▸ THE REQUEST: Please edit the records below so that "Format example" becomes "Sample format" everywhere, with all else unchanged. Leave the pictures out of your answer.

▸ MATERIAL SHOWN:
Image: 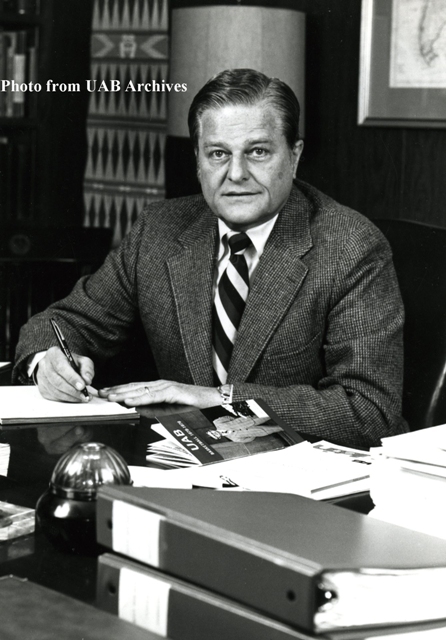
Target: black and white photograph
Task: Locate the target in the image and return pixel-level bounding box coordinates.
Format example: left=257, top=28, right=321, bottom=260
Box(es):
left=0, top=0, right=446, bottom=640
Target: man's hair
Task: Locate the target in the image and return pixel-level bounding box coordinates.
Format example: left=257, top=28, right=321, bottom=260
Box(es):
left=187, top=69, right=300, bottom=151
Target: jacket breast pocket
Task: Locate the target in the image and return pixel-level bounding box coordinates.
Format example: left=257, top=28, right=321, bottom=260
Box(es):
left=249, top=331, right=325, bottom=387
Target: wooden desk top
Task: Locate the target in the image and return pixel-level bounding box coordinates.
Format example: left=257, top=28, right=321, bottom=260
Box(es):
left=0, top=420, right=157, bottom=603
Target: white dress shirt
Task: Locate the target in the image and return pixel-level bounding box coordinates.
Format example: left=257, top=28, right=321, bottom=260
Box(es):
left=214, top=214, right=279, bottom=300
left=27, top=214, right=279, bottom=376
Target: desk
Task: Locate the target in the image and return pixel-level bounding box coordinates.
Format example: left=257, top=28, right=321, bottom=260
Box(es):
left=0, top=406, right=370, bottom=604
left=0, top=419, right=157, bottom=603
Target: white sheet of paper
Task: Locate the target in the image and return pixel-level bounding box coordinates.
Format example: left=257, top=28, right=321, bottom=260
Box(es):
left=0, top=385, right=136, bottom=422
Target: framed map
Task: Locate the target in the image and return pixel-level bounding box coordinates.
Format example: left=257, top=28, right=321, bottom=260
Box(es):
left=358, top=0, right=446, bottom=127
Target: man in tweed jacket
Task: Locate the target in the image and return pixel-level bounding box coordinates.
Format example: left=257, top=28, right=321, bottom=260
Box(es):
left=16, top=70, right=406, bottom=447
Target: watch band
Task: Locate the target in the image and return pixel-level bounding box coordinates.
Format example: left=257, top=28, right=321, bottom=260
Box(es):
left=217, top=384, right=234, bottom=404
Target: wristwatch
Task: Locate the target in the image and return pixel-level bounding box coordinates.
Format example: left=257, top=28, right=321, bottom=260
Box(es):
left=217, top=384, right=234, bottom=404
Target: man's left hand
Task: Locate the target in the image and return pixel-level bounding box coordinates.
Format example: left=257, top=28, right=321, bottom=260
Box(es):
left=99, top=380, right=221, bottom=409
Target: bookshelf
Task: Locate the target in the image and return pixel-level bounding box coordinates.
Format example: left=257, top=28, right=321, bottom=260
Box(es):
left=0, top=0, right=100, bottom=360
left=84, top=0, right=169, bottom=245
left=0, top=0, right=92, bottom=227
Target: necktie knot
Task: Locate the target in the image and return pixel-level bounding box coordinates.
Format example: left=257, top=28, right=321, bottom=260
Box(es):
left=228, top=232, right=251, bottom=257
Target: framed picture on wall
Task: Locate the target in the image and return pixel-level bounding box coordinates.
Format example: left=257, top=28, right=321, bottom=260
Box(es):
left=358, top=0, right=446, bottom=128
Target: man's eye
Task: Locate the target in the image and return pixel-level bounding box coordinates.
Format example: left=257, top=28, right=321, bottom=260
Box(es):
left=251, top=147, right=268, bottom=158
left=210, top=149, right=226, bottom=160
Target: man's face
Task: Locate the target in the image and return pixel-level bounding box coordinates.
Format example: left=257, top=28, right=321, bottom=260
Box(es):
left=197, top=102, right=303, bottom=230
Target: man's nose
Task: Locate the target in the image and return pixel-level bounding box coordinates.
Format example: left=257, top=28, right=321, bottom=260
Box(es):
left=228, top=155, right=249, bottom=182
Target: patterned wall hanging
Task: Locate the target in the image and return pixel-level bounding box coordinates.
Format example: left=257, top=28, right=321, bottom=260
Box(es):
left=84, top=0, right=168, bottom=245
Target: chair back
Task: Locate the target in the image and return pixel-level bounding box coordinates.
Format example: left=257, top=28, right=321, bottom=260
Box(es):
left=373, top=220, right=446, bottom=430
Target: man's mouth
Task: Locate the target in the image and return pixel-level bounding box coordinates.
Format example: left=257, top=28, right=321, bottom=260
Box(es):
left=223, top=191, right=257, bottom=198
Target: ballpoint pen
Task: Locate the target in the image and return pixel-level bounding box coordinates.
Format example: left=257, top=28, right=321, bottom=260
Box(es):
left=50, top=318, right=90, bottom=398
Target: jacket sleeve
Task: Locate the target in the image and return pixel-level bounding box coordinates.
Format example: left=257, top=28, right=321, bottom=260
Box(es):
left=233, top=227, right=407, bottom=448
left=12, top=216, right=143, bottom=383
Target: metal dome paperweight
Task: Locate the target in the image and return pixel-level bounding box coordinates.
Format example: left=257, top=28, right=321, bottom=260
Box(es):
left=36, top=442, right=132, bottom=555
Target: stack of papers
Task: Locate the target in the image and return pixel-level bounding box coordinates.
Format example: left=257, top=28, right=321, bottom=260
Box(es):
left=369, top=425, right=446, bottom=539
left=0, top=386, right=138, bottom=427
left=131, top=441, right=372, bottom=500
left=0, top=443, right=11, bottom=476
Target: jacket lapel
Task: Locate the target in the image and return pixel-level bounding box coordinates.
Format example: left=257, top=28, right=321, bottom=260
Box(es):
left=167, top=205, right=217, bottom=386
left=228, top=189, right=312, bottom=382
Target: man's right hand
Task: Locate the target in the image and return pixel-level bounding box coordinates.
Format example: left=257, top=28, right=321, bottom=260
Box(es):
left=36, top=347, right=94, bottom=402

▸ THE ANSWER:
Image: 
Target: black and white photograph
Task: Locate the target in the image and return pixel-level bounding box coordinates.
Sample format: left=257, top=28, right=321, bottom=260
Box(es):
left=0, top=0, right=446, bottom=640
Target: man's hair
Task: Locate the target in the image and return pixel-level bounding box coordinates.
Sample format: left=257, top=28, right=321, bottom=260
Box(es):
left=187, top=69, right=300, bottom=151
Target: jacket breast pocket
Task: Locate the target in the image and return pixel-level bounding box coordinates.
Sample format: left=257, top=28, right=321, bottom=260
Box(es):
left=249, top=331, right=325, bottom=387
Target: wooden desk top
Task: Locate the target in the image and return pixel-level bounding box coordinates.
Sample format: left=257, top=28, right=321, bottom=260
Box(es):
left=0, top=420, right=157, bottom=603
Target: white dress shirt
Task: Locate the target in the image and return pixel-level bounding box coordinates.
Sample format: left=257, top=28, right=321, bottom=260
Box(es):
left=214, top=214, right=279, bottom=300
left=27, top=214, right=279, bottom=376
Target: desk
Task: Locate the target in the image and return pixel-level bounding box coordinates.
Sample format: left=257, top=28, right=321, bottom=260
Box(es):
left=0, top=406, right=370, bottom=604
left=0, top=419, right=157, bottom=603
Target: white sheet of paper
Task: Locate the target in the image and return pixel-level bounding box coordinates.
Sample format: left=257, top=28, right=321, bottom=260
Box(es):
left=0, top=385, right=136, bottom=422
Target: framed map
Task: Locate the target in the image and return pixel-level bounding box coordinates.
Sample format: left=257, top=28, right=321, bottom=260
Box(es):
left=358, top=0, right=446, bottom=127
Target: man in tweed jacket
Task: Locate the target in the image and return pixel-level bounding box coordinates.
Sample format: left=257, top=28, right=321, bottom=260
Box(es):
left=16, top=70, right=406, bottom=447
Target: watch band
Task: Locate the target in the image and return pixel-level bounding box coordinates.
Sample format: left=257, top=28, right=321, bottom=260
Box(es):
left=217, top=384, right=234, bottom=404
Target: wristwatch
Task: Locate the target in the image and return pixel-level bounding box coordinates.
Sample format: left=257, top=28, right=321, bottom=260
Box(es):
left=217, top=384, right=234, bottom=404
Target: man's left hand
Task: Locate the target in the image and return pixel-level bounding box coordinates.
Sample format: left=257, top=28, right=321, bottom=260
Box(es):
left=99, top=380, right=221, bottom=409
Target: bookshelf
Task: Locate the target in the image and return pixel-level bounding box coordinates.
Sample format: left=257, top=28, right=321, bottom=260
Box(es):
left=0, top=0, right=100, bottom=360
left=84, top=0, right=169, bottom=245
left=0, top=0, right=92, bottom=227
Target: necktie knot
Task: Locate the target in the image and return pixel-level bounding box coordinates.
Sample format: left=257, top=28, right=321, bottom=260
Box(es):
left=228, top=232, right=251, bottom=257
Target: framed picture on wall
Task: Locate the target in the image and return pixel-level bounding box coordinates.
Sample format: left=257, top=28, right=321, bottom=260
Box(es):
left=358, top=0, right=446, bottom=128
Target: man's eye
Task: Locate the target in the image and return pixel-level bounding box coordinates.
Sample format: left=257, top=28, right=321, bottom=260
Box(es):
left=251, top=147, right=268, bottom=158
left=210, top=149, right=226, bottom=160
Target: man's face
Task: Locate the target in the image and return pixel-level bounding box coordinates.
Sample format: left=257, top=28, right=321, bottom=260
Box(es):
left=197, top=102, right=303, bottom=230
Target: man's nose
Task: Locate the target in the image and return pixel-level bounding box coordinates.
Sample format: left=257, top=28, right=321, bottom=260
Box(es):
left=228, top=155, right=249, bottom=182
Target: patterned wall hanging
Task: Locate the target in the image and return pixel-level bounding box coordinates.
Sample format: left=257, top=28, right=321, bottom=260
Box(es):
left=84, top=0, right=168, bottom=245
Target: chair back
Task: Locate the target in the image and return pixel-level bounding box coordinates.
Sample format: left=257, top=28, right=321, bottom=260
Box(es):
left=373, top=220, right=446, bottom=430
Target: man's mouth
Task: Locate the target in the image and return pixel-level bounding box coordinates.
Sample format: left=257, top=28, right=321, bottom=260
Box(es):
left=223, top=191, right=257, bottom=198
Target: ballpoint pen
Task: Locate the target in the image and return pixel-level bounding box coordinates.
Sample format: left=257, top=28, right=321, bottom=260
Box(es):
left=50, top=318, right=90, bottom=398
Target: jacket sleeve
Task: Locate the target in the image and return pixel-level bounding box coordinates.
Sample format: left=257, top=28, right=321, bottom=260
Box(es):
left=233, top=227, right=407, bottom=448
left=12, top=216, right=143, bottom=383
Target: metal dome paperweight
Task: Locate the target in the image and return pixel-level bounding box coordinates.
Sample format: left=257, top=28, right=321, bottom=260
Box(es):
left=36, top=442, right=132, bottom=555
Target: stack of papers
Task: Locate the target in the image and return pixel-level bounding box coordinates.
Sample format: left=257, top=28, right=321, bottom=260
Box(es):
left=369, top=425, right=446, bottom=539
left=0, top=386, right=138, bottom=427
left=131, top=441, right=372, bottom=500
left=0, top=443, right=11, bottom=476
Target: jacket lapel
Task: Locate the target in the image and return pixel-level bounding box coordinates.
Sample format: left=257, top=28, right=321, bottom=260
Box(es):
left=167, top=205, right=217, bottom=386
left=228, top=189, right=312, bottom=382
Target: man's right hand
Task: Locate the target in the image and return pixel-level bounding box coordinates.
Sample format: left=257, top=28, right=321, bottom=260
Box(es):
left=36, top=347, right=94, bottom=402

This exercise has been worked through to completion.